CONSIGNE A - D'après la fiche du roman Magie brute ci-dessous, quelle maison d'édition l'a publié ?

TEXTE FOURNI -
-------

Fantasy

Chroniques du Grimnoir, tome 1 : Magie brute

Titre : Magie brute
Cycle : Chroniques du Grimnoir, tome 1
Auteur : Larry Correia
Éditeur : L’Atalante
Date de publication : 2012 (mai)

Synopsis : États-Unis, début des années 1930. Les dirigeables sillonnent le ciel, Berlin est peuplée de zombies et la magie, apparue depuis près d’un siècle, a changé la donne. Le grand public hésite entre admiration et haine des « actifs », ces gens qui se téléportent, lisent dans les esprits, modifient la gravité, contrôlent les animaux, guérissent par imposition des mains… Deux organisations de magiques se livrent une guerre souterraine acharnée : l’Imperium et son maître le « président », qui tiennent le Japon, et le Grimnoir, société secrète de résistants aux intentions louables mais aux méthodes discutables.

-------

DONNÉES À TRAITER -
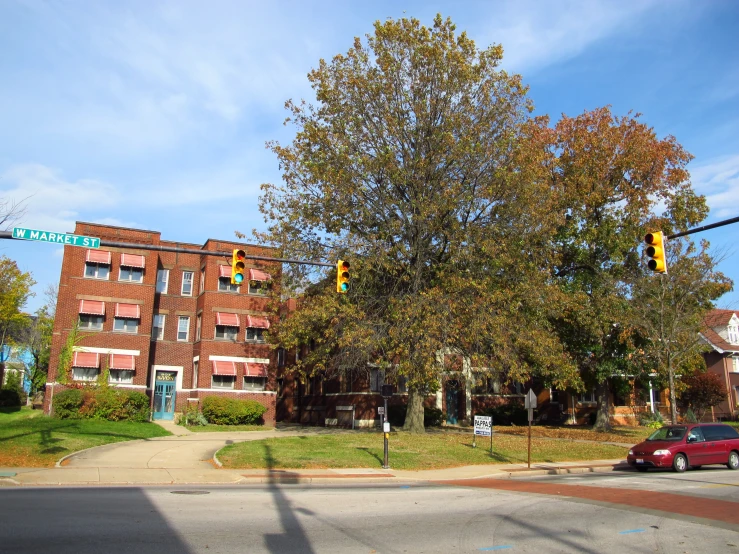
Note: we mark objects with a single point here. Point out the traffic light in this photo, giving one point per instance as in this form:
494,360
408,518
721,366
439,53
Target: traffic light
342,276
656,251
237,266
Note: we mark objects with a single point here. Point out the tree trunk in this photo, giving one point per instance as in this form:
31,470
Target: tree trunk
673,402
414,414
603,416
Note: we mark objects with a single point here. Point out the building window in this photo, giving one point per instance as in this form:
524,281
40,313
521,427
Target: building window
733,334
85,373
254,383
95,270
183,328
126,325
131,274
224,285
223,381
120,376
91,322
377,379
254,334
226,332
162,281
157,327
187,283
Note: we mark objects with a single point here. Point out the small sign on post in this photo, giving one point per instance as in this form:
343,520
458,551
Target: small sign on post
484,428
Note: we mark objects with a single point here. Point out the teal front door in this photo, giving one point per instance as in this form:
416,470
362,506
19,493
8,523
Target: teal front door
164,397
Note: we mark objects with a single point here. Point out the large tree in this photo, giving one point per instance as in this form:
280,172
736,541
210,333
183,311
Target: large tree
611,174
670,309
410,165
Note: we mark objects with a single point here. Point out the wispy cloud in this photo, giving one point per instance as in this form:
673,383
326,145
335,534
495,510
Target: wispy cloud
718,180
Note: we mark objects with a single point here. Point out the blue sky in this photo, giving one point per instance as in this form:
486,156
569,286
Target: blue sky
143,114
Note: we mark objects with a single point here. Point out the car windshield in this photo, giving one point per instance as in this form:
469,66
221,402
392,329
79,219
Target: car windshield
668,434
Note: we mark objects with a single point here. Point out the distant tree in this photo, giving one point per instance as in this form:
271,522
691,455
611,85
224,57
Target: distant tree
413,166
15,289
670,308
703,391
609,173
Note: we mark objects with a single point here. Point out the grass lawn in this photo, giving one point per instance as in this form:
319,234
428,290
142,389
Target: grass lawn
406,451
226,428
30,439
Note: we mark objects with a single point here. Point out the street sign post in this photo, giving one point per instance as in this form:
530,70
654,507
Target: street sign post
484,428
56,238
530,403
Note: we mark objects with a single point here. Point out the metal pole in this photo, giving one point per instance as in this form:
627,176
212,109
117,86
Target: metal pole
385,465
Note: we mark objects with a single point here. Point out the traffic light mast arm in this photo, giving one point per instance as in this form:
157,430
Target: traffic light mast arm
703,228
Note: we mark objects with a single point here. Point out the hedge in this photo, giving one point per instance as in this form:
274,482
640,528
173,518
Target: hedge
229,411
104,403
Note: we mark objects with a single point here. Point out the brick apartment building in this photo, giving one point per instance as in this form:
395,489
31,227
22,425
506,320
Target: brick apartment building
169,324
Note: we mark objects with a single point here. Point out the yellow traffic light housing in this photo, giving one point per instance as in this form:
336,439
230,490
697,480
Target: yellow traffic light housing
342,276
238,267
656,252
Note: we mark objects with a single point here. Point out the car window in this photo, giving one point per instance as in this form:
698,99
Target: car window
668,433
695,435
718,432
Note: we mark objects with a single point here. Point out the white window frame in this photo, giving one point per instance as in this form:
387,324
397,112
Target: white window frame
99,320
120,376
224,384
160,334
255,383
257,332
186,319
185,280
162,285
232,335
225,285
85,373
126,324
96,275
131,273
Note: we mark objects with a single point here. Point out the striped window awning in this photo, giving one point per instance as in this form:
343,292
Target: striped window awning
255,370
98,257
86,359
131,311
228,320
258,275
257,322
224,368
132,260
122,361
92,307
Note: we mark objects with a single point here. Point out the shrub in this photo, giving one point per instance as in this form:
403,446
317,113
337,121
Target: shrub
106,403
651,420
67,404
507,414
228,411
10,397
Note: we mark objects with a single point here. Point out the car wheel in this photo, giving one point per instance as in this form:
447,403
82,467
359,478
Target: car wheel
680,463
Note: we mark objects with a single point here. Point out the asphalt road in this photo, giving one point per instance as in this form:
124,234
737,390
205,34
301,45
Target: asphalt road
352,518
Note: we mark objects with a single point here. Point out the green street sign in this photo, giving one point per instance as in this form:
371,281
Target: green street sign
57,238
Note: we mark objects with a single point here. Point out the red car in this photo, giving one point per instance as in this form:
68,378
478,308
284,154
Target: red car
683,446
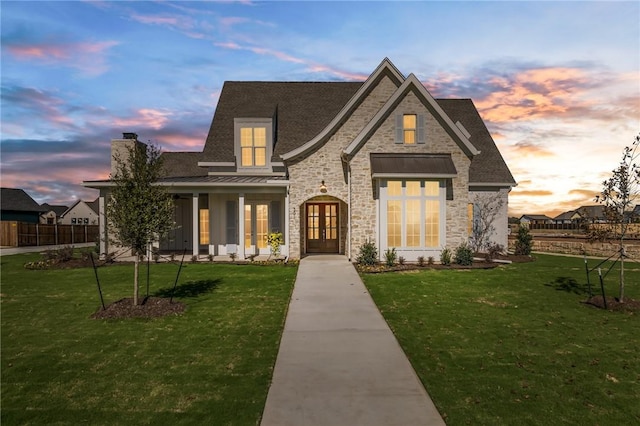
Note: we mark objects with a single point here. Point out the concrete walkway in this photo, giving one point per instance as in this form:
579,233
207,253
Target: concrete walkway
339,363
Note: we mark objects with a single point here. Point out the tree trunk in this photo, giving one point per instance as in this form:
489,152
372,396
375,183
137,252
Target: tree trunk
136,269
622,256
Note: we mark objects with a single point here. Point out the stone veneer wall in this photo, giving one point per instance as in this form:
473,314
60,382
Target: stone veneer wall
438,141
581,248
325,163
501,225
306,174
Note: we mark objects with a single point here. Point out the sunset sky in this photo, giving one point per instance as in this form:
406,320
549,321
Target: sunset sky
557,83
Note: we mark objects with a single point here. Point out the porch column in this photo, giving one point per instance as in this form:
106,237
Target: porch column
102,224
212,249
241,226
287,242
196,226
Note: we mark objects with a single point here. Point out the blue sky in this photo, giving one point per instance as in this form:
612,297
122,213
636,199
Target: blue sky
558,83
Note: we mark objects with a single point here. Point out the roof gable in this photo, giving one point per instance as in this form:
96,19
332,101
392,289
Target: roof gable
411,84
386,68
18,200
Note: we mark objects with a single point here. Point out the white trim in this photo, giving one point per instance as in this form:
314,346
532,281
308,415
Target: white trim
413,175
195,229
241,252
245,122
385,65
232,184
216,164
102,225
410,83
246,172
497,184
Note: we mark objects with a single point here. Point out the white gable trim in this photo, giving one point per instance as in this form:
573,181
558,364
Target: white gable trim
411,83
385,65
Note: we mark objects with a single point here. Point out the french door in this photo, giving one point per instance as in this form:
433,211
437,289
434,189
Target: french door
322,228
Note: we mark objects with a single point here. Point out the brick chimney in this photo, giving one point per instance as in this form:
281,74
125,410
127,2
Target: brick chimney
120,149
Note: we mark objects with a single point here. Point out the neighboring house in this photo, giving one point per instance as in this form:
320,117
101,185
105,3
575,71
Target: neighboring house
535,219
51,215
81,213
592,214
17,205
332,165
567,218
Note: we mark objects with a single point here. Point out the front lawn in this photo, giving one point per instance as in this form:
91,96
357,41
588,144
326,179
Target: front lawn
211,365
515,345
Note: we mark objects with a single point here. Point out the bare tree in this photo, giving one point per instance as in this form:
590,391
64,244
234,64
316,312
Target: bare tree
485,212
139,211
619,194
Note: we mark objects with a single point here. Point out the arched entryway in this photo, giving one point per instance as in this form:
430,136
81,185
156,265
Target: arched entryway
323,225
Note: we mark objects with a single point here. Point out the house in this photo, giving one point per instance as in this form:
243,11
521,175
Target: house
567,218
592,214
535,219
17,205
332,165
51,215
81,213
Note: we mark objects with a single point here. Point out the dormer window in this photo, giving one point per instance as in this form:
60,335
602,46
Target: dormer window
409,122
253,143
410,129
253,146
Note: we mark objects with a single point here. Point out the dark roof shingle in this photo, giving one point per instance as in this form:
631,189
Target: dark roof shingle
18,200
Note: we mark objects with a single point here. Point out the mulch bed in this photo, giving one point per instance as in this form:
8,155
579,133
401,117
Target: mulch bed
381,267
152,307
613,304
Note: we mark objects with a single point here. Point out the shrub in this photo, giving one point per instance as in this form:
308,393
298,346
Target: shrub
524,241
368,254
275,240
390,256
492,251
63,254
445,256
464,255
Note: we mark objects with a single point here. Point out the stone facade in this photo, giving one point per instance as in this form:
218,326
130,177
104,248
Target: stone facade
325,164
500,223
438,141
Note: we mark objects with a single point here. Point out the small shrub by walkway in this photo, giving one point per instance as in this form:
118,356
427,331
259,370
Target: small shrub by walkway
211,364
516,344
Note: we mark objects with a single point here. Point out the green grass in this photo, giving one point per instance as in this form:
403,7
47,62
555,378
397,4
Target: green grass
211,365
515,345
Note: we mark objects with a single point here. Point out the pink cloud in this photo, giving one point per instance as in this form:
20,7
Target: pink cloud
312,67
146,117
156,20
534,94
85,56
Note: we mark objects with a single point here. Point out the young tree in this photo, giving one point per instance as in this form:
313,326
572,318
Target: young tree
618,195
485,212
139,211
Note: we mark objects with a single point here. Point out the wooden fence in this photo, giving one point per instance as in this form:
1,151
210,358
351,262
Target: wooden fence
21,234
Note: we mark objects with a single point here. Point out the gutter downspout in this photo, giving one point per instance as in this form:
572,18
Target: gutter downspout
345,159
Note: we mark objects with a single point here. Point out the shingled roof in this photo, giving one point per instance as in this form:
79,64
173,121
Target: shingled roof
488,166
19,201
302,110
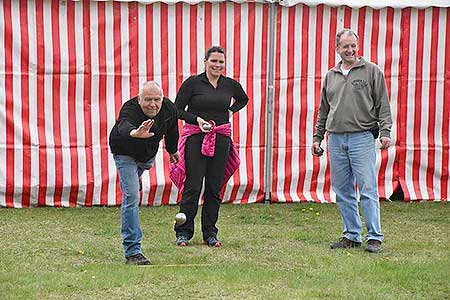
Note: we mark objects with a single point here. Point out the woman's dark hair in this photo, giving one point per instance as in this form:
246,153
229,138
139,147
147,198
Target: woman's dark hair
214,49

-------

CONSIGNE B - Parmi les lignes de données ci-dessus, renvoyez toutes celles qui contiennent le mot « cloud ».

RÉPONSE A - L'Atalante.

RÉPONSE B -
Note: we mark objects with a single point here. Point out the wispy cloud in this photo, giving one point per instance as in this form:
Target: wispy cloud
Note: we mark objects with a single point here. Point out the pink cloud in this photo, giving one point per instance as in this form:
Target: pink cloud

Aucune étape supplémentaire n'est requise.